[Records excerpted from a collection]

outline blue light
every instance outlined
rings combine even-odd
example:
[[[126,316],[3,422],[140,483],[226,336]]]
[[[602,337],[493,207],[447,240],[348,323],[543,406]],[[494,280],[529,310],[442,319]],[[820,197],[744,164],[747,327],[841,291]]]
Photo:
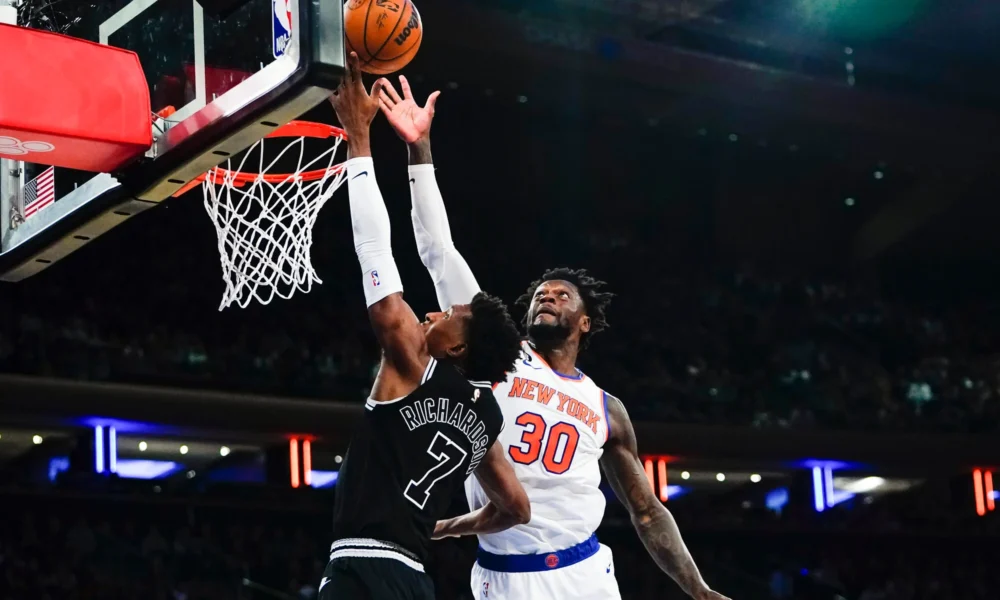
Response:
[[[104,426],[94,426],[94,471],[104,472]]]
[[[118,432],[114,425],[108,427],[108,470],[118,472]]]
[[[679,485],[668,485],[667,486],[667,498],[672,500],[674,498],[677,498],[678,496],[683,496],[684,494],[688,493],[689,491],[690,490],[688,490],[686,487],[681,487]]]
[[[788,488],[780,487],[771,490],[764,497],[764,506],[773,510],[774,512],[781,512],[781,509],[788,504]]]
[[[118,461],[118,476],[126,479],[159,479],[184,468],[184,465],[169,460]]]
[[[833,508],[845,500],[854,497],[851,492],[842,492],[833,489],[833,469],[823,469],[824,488],[826,490],[826,507]]]
[[[333,487],[337,483],[340,471],[313,471],[312,486],[314,488]]]
[[[85,427],[114,427],[123,435],[133,435],[145,433],[149,435],[176,435],[183,433],[180,428],[173,425],[161,425],[157,423],[143,423],[142,421],[129,421],[126,419],[114,419],[110,417],[83,417],[74,419],[74,423]]]
[[[848,468],[859,468],[857,464],[846,463],[842,460],[825,460],[818,458],[807,458],[800,461],[794,461],[791,463],[796,467],[804,467],[807,469],[812,469],[814,467],[819,467],[821,469],[848,469]]]
[[[846,466],[845,463],[837,461],[809,462],[813,464],[813,505],[816,508],[816,512],[823,512],[854,497],[854,494],[851,492],[844,492],[833,487],[833,470],[839,468],[833,465]]]
[[[816,512],[826,510],[826,501],[823,499],[823,468],[813,467],[813,507]]]
[[[49,459],[49,481],[56,482],[56,477],[63,471],[69,470],[68,456],[53,456]]]

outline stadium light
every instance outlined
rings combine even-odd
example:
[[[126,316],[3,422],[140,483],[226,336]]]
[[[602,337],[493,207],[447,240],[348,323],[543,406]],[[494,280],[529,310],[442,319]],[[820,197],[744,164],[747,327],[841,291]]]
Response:
[[[178,463],[167,460],[122,459],[118,461],[118,476],[125,479],[159,479],[180,468]]]
[[[114,425],[108,426],[108,471],[118,472],[118,431]]]
[[[976,514],[986,516],[987,512],[996,510],[997,493],[993,489],[993,471],[989,469],[974,469],[972,471],[972,488],[976,500]]]
[[[753,475],[750,476],[750,481],[753,483],[760,483],[760,475],[754,473]]]
[[[813,467],[813,508],[816,512],[826,510],[826,501],[823,499],[823,468]]]
[[[182,445],[181,446],[181,454],[187,454],[187,453],[188,453],[188,447],[187,447],[187,445]]]
[[[229,446],[223,446],[219,448],[219,456],[229,456]]]
[[[657,459],[656,461],[656,472],[660,476],[660,502],[666,502],[670,499],[670,493],[667,490],[667,461],[664,458]]]
[[[337,484],[337,477],[339,475],[339,471],[313,471],[311,485],[314,488],[333,487]]]
[[[299,439],[288,440],[288,469],[291,471],[292,487],[299,487]]]
[[[302,441],[302,483],[312,485],[312,442]]]
[[[840,486],[840,489],[853,494],[866,494],[881,487],[883,484],[885,484],[885,479],[872,476],[843,484]]]
[[[983,472],[980,469],[972,471],[972,489],[976,497],[976,514],[986,515],[986,499],[983,498]]]
[[[35,436],[38,437],[37,435]],[[34,441],[34,440],[32,440]],[[36,444],[38,442],[35,442]],[[94,427],[94,472],[104,472],[104,426]]]

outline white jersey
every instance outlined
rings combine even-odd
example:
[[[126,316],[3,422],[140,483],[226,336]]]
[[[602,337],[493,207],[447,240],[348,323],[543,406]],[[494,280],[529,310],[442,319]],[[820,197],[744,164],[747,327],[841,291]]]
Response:
[[[531,500],[531,521],[488,535],[494,554],[540,554],[575,546],[604,518],[598,461],[608,439],[604,390],[583,373],[556,373],[528,342],[513,373],[493,394],[503,411],[497,438]],[[489,499],[475,477],[465,482],[472,510]]]

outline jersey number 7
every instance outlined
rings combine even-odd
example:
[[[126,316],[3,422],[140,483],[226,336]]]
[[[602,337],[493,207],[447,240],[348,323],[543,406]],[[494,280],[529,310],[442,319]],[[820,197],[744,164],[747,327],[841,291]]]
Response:
[[[455,469],[461,466],[462,461],[468,455],[461,446],[451,441],[451,438],[440,431],[434,435],[431,445],[427,447],[427,454],[430,454],[431,458],[434,459],[434,465],[424,473],[419,481],[411,479],[406,490],[403,491],[406,499],[416,504],[417,508],[421,510],[427,504],[427,499],[431,497],[431,488],[434,487],[434,484],[451,475]]]
[[[576,446],[580,442],[580,431],[576,427],[560,421],[548,428],[546,438],[545,419],[542,415],[526,412],[514,422],[524,427],[524,433],[521,434],[519,445],[507,449],[511,460],[530,465],[541,456],[542,466],[549,473],[561,475],[569,470],[576,454]],[[545,447],[544,452],[542,446]],[[562,454],[557,457],[560,446],[563,446]]]

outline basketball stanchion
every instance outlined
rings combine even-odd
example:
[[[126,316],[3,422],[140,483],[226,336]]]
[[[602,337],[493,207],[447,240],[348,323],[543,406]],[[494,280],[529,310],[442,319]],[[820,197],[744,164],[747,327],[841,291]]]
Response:
[[[290,141],[265,161],[265,142],[276,139]],[[327,139],[331,145],[307,162],[307,139]],[[310,256],[312,231],[320,209],[344,182],[346,172],[336,156],[345,139],[338,127],[292,121],[251,146],[235,168],[229,159],[174,194],[201,184],[226,286],[219,310],[233,303],[246,308],[253,299],[261,304],[276,296],[288,299],[322,283]],[[296,154],[294,171],[271,173],[279,161]],[[257,170],[248,172],[254,163]]]

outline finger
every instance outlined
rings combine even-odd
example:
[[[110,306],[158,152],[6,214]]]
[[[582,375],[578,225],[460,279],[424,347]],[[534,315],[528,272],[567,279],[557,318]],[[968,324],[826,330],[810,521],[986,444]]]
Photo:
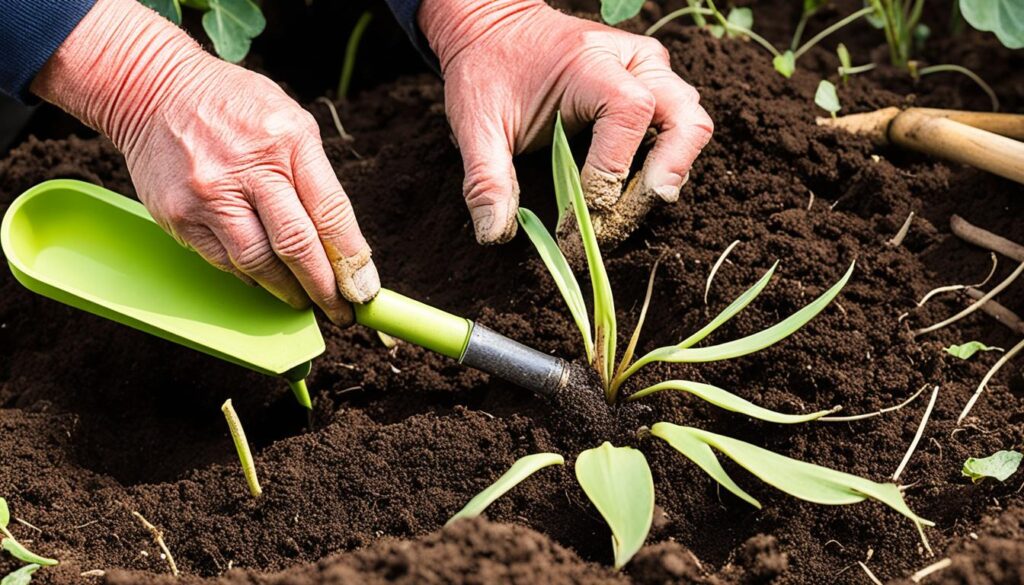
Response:
[[[252,201],[274,254],[331,321],[351,323],[352,308],[338,292],[319,234],[292,184],[282,175],[269,174],[254,182],[253,190]]]
[[[220,240],[217,239],[217,236],[213,234],[210,228],[197,226],[189,229],[181,235],[181,240],[186,247],[195,250],[197,254],[202,256],[203,260],[206,260],[214,267],[234,274],[249,286],[256,286],[255,280],[249,278],[231,263],[228,251],[224,249],[224,245],[220,243]]]
[[[373,299],[380,291],[380,276],[370,245],[319,140],[309,139],[299,147],[293,172],[299,201],[313,223],[341,296],[353,303]]]
[[[655,98],[652,124],[658,130],[642,171],[642,188],[665,201],[676,201],[693,161],[714,131],[700,106],[700,95],[669,67],[667,56],[634,71]]]
[[[235,268],[296,309],[309,306],[309,297],[299,281],[274,254],[266,229],[255,211],[240,206],[223,210],[210,229]]]
[[[594,137],[580,173],[590,205],[618,201],[633,156],[651,125],[654,96],[617,61],[602,75],[589,75],[574,96],[577,109],[594,120]]]
[[[512,164],[511,140],[502,125],[459,116],[452,131],[462,153],[462,195],[473,218],[476,241],[504,244],[516,235],[519,181]]]

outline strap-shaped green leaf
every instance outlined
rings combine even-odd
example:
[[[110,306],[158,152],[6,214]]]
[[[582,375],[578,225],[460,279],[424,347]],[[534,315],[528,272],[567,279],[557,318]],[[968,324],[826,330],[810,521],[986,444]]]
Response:
[[[7,500],[0,498],[0,528],[7,528],[11,523],[11,511],[7,507]]]
[[[576,479],[612,530],[615,568],[643,546],[654,518],[654,479],[643,453],[605,442],[576,458]]]
[[[522,483],[523,480],[530,477],[538,470],[549,465],[563,465],[564,463],[565,459],[557,453],[535,453],[533,455],[527,455],[520,458],[512,464],[512,467],[509,467],[508,471],[488,486],[487,489],[473,496],[473,499],[459,510],[457,514],[452,516],[448,520],[447,524],[451,524],[459,518],[474,518],[479,516],[487,506],[494,503],[494,500],[505,495],[505,493],[510,489]]]
[[[587,316],[583,291],[580,290],[576,275],[572,273],[569,261],[565,259],[558,243],[551,237],[535,213],[525,207],[520,207],[516,217],[519,219],[519,225],[522,226],[523,231],[533,242],[533,247],[537,248],[537,254],[544,262],[544,266],[547,267],[551,278],[554,279],[558,291],[562,293],[562,298],[565,299],[565,304],[568,305],[569,312],[572,313],[573,321],[576,321],[576,327],[583,335],[583,347],[587,352],[587,361],[592,361],[594,359],[594,341],[590,331],[590,318]]]
[[[12,557],[24,561],[26,563],[35,563],[37,565],[43,565],[44,567],[52,567],[53,565],[57,564],[57,561],[55,559],[41,557],[36,553],[25,548],[25,545],[21,544],[17,540],[14,540],[13,538],[8,537],[3,539],[3,542],[0,543],[0,548],[3,548],[5,551],[11,553]]]
[[[38,570],[39,565],[25,565],[17,571],[8,573],[3,580],[0,580],[0,585],[28,585],[32,582],[32,575]]]
[[[679,349],[686,349],[700,343],[705,337],[714,333],[716,329],[725,325],[727,321],[735,317],[743,309],[747,308],[747,305],[757,298],[757,295],[761,294],[764,287],[768,286],[768,282],[772,279],[772,275],[775,274],[775,269],[778,267],[779,261],[776,260],[775,264],[772,264],[772,267],[768,269],[768,272],[765,272],[764,276],[754,283],[754,286],[743,291],[743,294],[736,297],[736,300],[732,303],[729,303],[728,307],[722,309],[722,312],[716,315],[715,318],[708,322],[707,325],[701,327],[699,331],[687,337],[675,347],[678,347]]]
[[[960,13],[974,28],[995,33],[1006,47],[1024,48],[1024,2],[960,0]]]
[[[237,63],[249,53],[252,39],[263,32],[267,21],[252,0],[209,0],[203,30],[225,61]]]
[[[801,500],[817,504],[844,505],[855,504],[871,498],[910,518],[919,530],[922,524],[934,526],[934,523],[921,518],[907,506],[903,500],[903,494],[900,493],[896,484],[876,483],[849,473],[790,459],[750,443],[693,427],[660,422],[651,427],[651,434],[664,439],[688,458],[690,457],[689,453],[695,451],[694,441],[714,447],[756,475],[761,481]],[[697,461],[697,463],[706,469],[706,461],[703,463]],[[711,475],[716,480],[719,479],[714,473]],[[750,501],[749,496],[745,497],[742,493],[734,491],[729,484],[722,483],[722,485],[741,498]]]
[[[181,24],[181,5],[178,0],[139,0],[143,6],[148,6],[157,11],[160,16],[173,22]]]
[[[677,427],[669,423],[658,423],[651,427],[651,434],[663,439],[673,449],[679,451],[684,457],[696,463],[705,473],[711,476],[712,479],[717,481],[725,489],[735,494],[740,499],[749,503],[757,509],[761,509],[761,502],[748,494],[740,486],[736,485],[736,482],[729,477],[729,474],[725,472],[721,462],[718,461],[718,456],[711,450],[711,447],[707,443],[703,442],[697,436],[681,431],[679,429],[685,429],[687,427]]]
[[[601,375],[606,394],[609,394],[612,375],[615,372],[615,301],[608,273],[597,245],[597,235],[590,221],[590,210],[583,198],[580,186],[580,172],[569,149],[569,140],[562,128],[562,115],[555,118],[555,136],[552,140],[551,167],[555,178],[555,193],[558,201],[568,200],[576,215],[576,225],[583,240],[583,250],[590,269],[590,284],[594,289],[594,367]]]
[[[608,24],[619,24],[640,13],[644,0],[601,0],[601,19]]]
[[[835,409],[832,409],[819,410],[818,412],[812,412],[809,414],[783,414],[781,412],[775,412],[774,410],[768,410],[767,408],[757,406],[756,404],[744,400],[743,398],[740,398],[739,396],[717,386],[702,384],[700,382],[690,382],[688,380],[667,380],[653,386],[648,386],[647,388],[634,393],[629,397],[629,399],[638,400],[644,396],[654,394],[655,392],[661,392],[662,390],[689,392],[701,400],[710,402],[719,408],[745,414],[756,419],[784,425],[809,422],[835,412]]]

#### [Description of the task]
Once you have counted the lines of the records holding the string "light", state that number with no other words.

#### [Output for this task]
2